Task objective. Word for word, restate all the records; images are not part of the copy.

Natural-language object grounding data
%%

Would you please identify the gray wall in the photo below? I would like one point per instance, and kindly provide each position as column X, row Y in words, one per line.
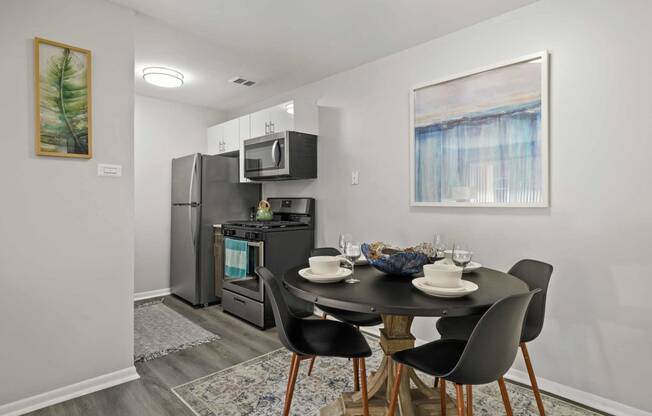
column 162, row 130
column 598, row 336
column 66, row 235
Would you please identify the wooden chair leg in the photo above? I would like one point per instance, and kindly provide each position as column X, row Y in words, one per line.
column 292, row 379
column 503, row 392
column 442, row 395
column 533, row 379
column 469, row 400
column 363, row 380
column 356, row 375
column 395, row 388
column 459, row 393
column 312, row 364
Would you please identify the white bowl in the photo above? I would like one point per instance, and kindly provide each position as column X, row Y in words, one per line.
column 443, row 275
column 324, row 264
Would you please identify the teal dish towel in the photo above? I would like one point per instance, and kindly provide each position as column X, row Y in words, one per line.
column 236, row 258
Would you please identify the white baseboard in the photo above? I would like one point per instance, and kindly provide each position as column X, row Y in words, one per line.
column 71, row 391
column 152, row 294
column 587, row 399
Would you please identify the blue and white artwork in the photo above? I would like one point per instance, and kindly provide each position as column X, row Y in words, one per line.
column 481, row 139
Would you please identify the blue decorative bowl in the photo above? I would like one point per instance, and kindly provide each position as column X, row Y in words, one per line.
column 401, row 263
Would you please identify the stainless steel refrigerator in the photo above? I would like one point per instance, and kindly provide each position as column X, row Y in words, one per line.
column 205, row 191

%%

Completed task.
Would you please identify the gray wall in the photo below? I would like one point per instance, and kindly provide each position as column X, row Y in words, one per line.
column 162, row 130
column 598, row 336
column 66, row 235
Would you please identify the wooden chair leg in the photo above? I would like one point per instance, and kindly provide each position as column X, row Y in words, one per line.
column 292, row 379
column 503, row 392
column 442, row 395
column 533, row 379
column 469, row 400
column 363, row 380
column 356, row 375
column 395, row 388
column 459, row 393
column 312, row 364
Would you please identify the white bowl in the photo above? I would like one point per instance, and kindly provide each position as column X, row Y in words, one per line.
column 443, row 275
column 324, row 264
Would you please identify the teal dish towel in the photo above? I would like one point per instance, and kindly provide each position as column X, row Y in words, one per line.
column 236, row 258
Would you please identify the white baseboard in the photo above? I would like one point per instance, and kindly provide each position as column X, row Y in words, one per line.
column 71, row 391
column 152, row 294
column 587, row 399
Would you please identify the blue and white artwork in the photo above? I would like one point per instance, and kindly provide each position as column X, row Y in words, one per line.
column 481, row 139
Would you please identify the blue decorative bowl in the photo above? I would like one point per instance, and kindly provide each position as column X, row Y in words, one per line.
column 401, row 263
Would you please identify the stainless steel refrigerator in the photo above? I would like one point per instance, and kindly provide each position as column X, row Y in words, one per line.
column 205, row 191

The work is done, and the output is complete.